Trecho selecionado:

Tuesday, 10 de December de 2024 ISSN 1519-7670 - Ano 24 - nº 1317

Agora a mídia não precisou inventar um grande homem

BOMBAS & MANCHETES

Luiz Weis

Foi necessário que um ato terrorista em Bagdá matasse
o Alto Comissário das Nações Unidas para Direitos
Humanos, Sérgio Vieira de Mello, para que incontáveis
milhões de brasileiros ou tomassem conhecimento do seu nome
ou fossem apresentados à trajetória e aos atributos
dessa admirável figura.

Foi também uma raríssima ocasião em que a
mídia não precisou exagerar as qualidades nem esconder
os defeitos do morto, nesse país em que, como os militares
promovidos a um degrau acima do que se encontravam, ao se aposentar,
os falecidos ilustres ? cadaveri eccelenti, dizem os italianos
? são mostrados de modo a subir no conceito dos vivos.

O que se leu, viu e ouviu agora há pouco sobre o finado
dono do império Globo, Roberto Marinho, é um parâmetro
que se não existisse deveria ser inventado para a forma como
são alçados os mortos poderosos por uma imprensa que
não faz idéia do que signifique o substantivo iconoclastia
e, nessas horas, costuma manter uma prudente distância de
certos fatos chamados públicos e notórios.

É claro que os notáveis de que a imprensa tem por
obrigação se ocupar não a deixam só,
alimentando-a com as suas reações invertebradas à
notícia do falecimento do figurão. No caso de Roberto
Marinho, não se pode esquecer, o exemplo veio de cima.

A biografia do presidente Lula foi a primeira vítima do
que ele disse e fez em relação àquele que provavelmente
o impediu de se eleger em 1989, com a histórica edição
facciosa do seu debate com Fernando Collor exibida no Jornal
Nacional
às vésperas do segundo turno das eleições
presidenciais daquele ano.

Por tudo isso, impossível subestimar o contraste com o que
se leu, viu e ouviu nos últimos dias sobre Sérgio
Vieira de Mello. O noticiário e as manifestações
dos poderosos a seu respeito estiveram à altura da verdade.
(Nisso incluído a oportuna sugestão de Fernando Henrique
Cardoso, em telegrama a Lula, de que o governo brasileiro patrocine
a candidatura póstuma de Vieira de Mello a Prêmio Nobel
da Paz.)

Dados fornecidos:
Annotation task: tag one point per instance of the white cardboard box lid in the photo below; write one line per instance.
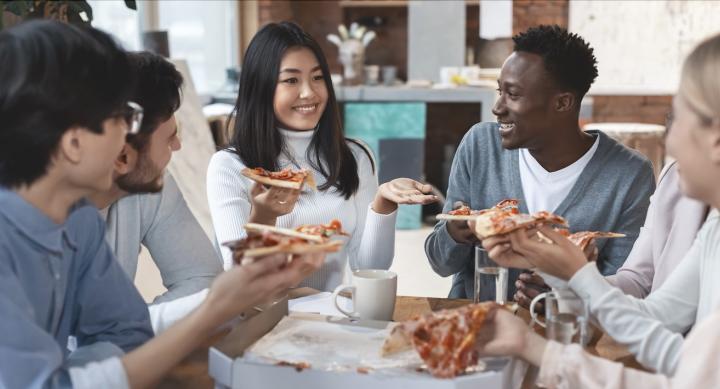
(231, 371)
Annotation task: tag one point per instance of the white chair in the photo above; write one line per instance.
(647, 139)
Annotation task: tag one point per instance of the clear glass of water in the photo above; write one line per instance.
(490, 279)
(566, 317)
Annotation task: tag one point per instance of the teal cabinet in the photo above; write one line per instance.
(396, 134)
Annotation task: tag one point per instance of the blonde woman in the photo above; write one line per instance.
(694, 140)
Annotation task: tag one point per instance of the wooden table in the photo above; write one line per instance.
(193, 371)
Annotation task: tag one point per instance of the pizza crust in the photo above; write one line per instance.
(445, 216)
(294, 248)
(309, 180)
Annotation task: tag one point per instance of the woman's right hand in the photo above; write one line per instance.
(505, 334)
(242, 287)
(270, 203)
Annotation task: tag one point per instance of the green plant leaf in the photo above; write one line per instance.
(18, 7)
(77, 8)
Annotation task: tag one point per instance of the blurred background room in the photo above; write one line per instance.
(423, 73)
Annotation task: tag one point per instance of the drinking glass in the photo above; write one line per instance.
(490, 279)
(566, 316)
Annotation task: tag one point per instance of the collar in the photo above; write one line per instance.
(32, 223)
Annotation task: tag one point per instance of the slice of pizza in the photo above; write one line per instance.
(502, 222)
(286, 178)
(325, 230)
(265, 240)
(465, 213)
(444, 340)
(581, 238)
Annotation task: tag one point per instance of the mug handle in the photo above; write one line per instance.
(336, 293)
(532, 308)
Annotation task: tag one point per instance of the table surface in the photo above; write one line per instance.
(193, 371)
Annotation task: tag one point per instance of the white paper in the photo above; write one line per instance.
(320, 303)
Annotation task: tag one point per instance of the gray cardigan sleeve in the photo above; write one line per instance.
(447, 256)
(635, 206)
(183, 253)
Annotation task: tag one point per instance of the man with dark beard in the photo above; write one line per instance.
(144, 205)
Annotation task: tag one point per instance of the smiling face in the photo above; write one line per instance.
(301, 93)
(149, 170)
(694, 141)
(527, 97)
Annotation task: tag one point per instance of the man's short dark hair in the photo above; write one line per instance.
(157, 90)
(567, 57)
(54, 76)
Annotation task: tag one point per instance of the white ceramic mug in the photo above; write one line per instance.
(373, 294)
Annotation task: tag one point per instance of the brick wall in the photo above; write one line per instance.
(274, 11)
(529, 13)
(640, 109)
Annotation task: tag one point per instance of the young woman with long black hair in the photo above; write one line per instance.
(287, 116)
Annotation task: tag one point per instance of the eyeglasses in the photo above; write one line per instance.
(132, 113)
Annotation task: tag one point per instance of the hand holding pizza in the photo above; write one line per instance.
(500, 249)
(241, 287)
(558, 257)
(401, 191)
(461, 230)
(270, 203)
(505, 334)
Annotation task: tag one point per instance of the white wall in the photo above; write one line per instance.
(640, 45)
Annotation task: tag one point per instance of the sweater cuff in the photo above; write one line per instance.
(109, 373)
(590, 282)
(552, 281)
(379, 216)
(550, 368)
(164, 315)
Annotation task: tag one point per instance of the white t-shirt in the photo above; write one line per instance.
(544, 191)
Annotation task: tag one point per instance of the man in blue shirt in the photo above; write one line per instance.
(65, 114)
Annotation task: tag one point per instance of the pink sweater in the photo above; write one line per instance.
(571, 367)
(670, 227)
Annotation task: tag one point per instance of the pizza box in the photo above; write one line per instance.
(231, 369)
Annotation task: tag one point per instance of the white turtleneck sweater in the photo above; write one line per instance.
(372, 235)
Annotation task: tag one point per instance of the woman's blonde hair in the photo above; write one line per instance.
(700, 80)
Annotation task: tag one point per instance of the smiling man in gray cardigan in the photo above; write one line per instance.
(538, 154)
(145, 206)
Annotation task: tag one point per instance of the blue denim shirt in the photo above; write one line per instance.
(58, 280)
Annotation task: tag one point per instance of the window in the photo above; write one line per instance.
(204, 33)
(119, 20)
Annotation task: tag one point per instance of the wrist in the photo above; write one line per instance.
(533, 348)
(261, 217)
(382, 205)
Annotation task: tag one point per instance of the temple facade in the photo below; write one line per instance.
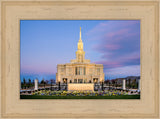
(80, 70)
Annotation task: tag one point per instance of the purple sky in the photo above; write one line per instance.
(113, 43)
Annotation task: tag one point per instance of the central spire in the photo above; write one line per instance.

--

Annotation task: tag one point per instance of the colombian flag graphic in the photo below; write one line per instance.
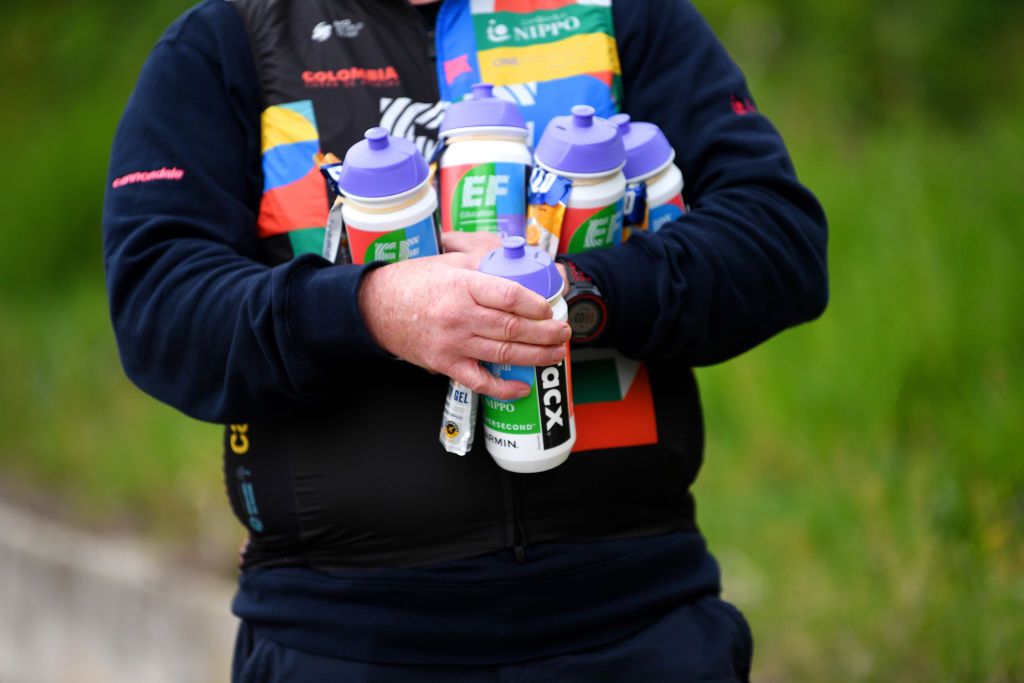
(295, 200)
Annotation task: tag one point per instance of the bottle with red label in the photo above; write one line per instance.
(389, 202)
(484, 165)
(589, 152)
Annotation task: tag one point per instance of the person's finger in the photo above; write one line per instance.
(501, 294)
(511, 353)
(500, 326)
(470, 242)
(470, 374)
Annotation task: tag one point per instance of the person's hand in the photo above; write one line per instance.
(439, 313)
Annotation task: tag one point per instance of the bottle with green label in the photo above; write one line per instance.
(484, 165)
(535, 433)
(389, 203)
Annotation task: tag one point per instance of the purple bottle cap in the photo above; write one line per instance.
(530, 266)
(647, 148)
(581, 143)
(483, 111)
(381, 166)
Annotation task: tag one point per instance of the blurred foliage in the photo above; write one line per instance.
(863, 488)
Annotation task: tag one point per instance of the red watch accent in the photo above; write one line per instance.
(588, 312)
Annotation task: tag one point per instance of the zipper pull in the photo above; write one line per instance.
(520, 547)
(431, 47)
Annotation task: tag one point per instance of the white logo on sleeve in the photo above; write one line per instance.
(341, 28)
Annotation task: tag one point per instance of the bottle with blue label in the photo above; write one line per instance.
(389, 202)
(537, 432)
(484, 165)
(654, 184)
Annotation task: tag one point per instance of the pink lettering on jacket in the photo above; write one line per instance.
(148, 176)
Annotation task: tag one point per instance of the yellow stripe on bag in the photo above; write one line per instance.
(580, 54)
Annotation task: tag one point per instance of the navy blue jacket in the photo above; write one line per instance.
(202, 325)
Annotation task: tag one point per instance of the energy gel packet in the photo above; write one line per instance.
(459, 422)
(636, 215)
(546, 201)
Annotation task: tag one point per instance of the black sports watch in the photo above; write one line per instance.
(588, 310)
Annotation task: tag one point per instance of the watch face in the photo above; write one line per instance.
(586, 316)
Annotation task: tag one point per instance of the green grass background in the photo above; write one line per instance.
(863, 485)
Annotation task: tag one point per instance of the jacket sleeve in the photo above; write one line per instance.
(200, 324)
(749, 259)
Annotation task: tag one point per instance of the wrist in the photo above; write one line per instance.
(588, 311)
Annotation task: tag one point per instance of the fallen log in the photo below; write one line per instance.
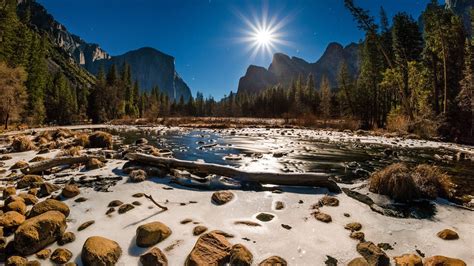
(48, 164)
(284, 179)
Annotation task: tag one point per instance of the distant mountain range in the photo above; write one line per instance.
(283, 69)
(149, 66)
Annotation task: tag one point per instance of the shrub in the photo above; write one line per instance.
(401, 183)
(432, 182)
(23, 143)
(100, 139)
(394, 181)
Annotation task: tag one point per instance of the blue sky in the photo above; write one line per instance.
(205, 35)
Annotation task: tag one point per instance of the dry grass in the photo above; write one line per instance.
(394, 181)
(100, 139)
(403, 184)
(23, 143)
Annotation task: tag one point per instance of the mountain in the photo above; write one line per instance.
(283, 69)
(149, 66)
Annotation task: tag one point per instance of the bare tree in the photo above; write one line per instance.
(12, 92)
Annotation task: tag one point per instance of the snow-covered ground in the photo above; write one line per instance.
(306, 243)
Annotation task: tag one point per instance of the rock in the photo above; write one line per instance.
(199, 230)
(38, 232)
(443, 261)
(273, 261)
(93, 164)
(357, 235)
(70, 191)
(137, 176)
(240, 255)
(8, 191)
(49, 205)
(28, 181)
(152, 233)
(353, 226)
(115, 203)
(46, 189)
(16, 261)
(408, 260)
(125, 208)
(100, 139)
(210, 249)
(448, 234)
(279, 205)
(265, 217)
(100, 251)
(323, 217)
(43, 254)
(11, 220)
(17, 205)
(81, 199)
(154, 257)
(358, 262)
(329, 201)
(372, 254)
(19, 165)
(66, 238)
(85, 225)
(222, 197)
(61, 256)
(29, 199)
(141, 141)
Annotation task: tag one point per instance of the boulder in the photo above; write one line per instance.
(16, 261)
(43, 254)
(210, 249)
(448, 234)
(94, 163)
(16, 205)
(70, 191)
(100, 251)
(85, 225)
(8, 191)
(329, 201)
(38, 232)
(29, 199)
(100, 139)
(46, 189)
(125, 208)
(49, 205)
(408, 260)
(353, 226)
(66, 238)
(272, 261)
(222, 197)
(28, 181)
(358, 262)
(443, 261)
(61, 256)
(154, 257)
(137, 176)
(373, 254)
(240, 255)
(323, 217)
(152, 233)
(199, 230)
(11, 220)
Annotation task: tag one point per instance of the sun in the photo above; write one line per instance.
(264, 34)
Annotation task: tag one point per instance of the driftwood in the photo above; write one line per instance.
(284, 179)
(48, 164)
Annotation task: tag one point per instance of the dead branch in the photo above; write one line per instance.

---

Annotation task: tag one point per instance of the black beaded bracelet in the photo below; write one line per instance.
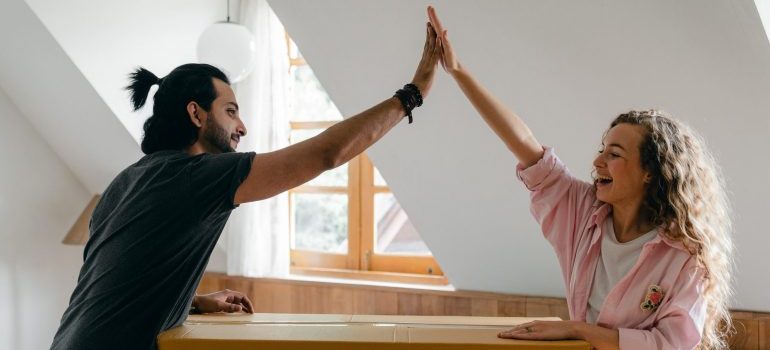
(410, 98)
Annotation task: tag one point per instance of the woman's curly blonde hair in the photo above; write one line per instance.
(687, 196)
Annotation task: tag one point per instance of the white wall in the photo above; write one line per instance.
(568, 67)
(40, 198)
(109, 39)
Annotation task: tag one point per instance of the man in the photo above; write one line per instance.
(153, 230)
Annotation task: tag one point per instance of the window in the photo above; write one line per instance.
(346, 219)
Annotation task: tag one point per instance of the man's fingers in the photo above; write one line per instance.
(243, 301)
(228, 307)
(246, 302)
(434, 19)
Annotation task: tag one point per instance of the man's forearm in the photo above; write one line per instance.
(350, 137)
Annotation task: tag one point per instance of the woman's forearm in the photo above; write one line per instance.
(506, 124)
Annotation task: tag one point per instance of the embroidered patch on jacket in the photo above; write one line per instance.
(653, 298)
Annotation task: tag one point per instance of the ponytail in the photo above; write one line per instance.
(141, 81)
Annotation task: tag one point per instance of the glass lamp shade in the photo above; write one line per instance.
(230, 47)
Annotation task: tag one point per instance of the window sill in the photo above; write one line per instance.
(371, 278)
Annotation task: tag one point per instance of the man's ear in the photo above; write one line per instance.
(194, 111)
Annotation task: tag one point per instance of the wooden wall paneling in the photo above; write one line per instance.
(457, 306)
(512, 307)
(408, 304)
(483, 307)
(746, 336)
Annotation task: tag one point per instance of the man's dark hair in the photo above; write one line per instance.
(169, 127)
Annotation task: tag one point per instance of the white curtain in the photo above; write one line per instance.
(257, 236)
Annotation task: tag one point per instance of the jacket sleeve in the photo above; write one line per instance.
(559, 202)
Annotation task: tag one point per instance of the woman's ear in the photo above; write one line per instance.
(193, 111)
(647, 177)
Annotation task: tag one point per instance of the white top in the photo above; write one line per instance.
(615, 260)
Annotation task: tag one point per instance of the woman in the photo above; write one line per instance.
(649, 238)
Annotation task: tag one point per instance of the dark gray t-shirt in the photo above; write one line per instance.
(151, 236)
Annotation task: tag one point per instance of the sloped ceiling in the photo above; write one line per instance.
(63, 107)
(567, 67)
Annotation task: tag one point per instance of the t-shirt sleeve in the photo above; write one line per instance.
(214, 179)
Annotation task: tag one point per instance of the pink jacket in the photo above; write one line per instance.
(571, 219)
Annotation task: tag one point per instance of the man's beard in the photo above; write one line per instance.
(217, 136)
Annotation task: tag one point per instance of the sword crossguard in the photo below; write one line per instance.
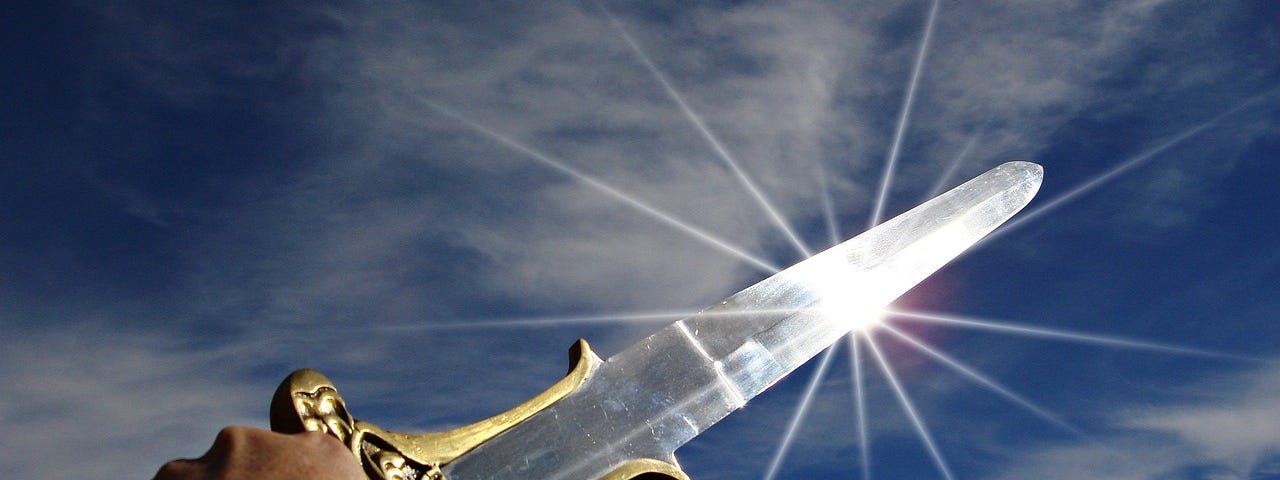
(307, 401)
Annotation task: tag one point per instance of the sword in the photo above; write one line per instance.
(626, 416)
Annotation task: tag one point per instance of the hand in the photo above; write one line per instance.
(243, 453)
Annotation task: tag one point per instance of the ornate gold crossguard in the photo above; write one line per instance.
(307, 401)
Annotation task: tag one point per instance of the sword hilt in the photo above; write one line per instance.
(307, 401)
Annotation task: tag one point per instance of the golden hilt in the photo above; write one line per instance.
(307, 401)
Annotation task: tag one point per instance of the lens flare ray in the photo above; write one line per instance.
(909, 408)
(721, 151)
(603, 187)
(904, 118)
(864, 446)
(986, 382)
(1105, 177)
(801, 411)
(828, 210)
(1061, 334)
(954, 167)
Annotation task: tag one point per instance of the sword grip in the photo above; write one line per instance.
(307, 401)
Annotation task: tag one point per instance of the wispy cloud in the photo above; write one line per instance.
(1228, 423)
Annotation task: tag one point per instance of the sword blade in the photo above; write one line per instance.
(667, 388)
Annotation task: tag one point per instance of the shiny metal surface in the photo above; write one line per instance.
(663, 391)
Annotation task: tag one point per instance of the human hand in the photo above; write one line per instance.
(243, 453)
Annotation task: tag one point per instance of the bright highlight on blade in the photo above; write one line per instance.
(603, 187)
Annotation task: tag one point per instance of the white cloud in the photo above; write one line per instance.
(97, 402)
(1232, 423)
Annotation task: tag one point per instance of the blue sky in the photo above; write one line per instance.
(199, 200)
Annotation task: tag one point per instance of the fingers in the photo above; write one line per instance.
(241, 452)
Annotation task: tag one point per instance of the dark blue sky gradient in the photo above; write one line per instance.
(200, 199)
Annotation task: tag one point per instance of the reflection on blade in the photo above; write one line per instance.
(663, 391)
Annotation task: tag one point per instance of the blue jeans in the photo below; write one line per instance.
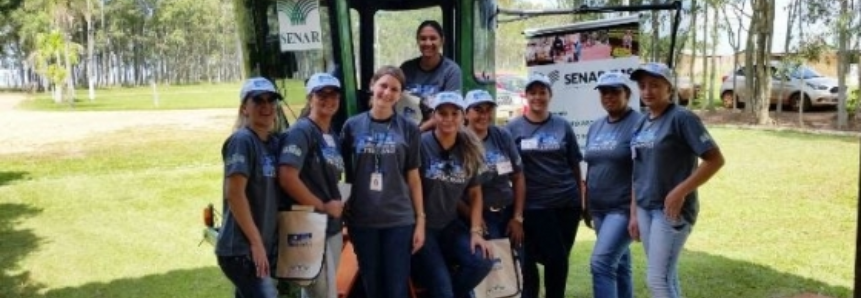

Exercício 1: No texto sobre Sérgio Vieira de Mello, que cargo ele ocupava quando foi morto pelo ato terrorista em Bagdá?
Exercício 2: Por favor, extraia do texto sobre Sérgio Vieira de Mello o trecho que vai de "É claro que" até "presidenciais daquele ano.".
Os dados foram tirados de outra fonte.

Resolução 1: Ele era o Alto Comissário das Nações Unidas para Direitos Humanos.

Resolução 2:
É claro que os notáveis de que a imprensa tem por
obrigação se ocupar não a deixam só,
alimentando-a com as suas reações invertebradas à
notícia do falecimento do figurão. No caso de Roberto
Marinho, não se pode esquecer, o exemplo veio de cima.

A biografia do presidente Lula foi a primeira vítima do
que ele disse e fez em relação àquele que provavelmente
o impediu de se eleger em 1989, com a histórica edição
facciosa do seu debate com Fernando Collor exibida no Jornal
Nacional
às vésperas do segundo turno das eleições
presidenciais daquele ano.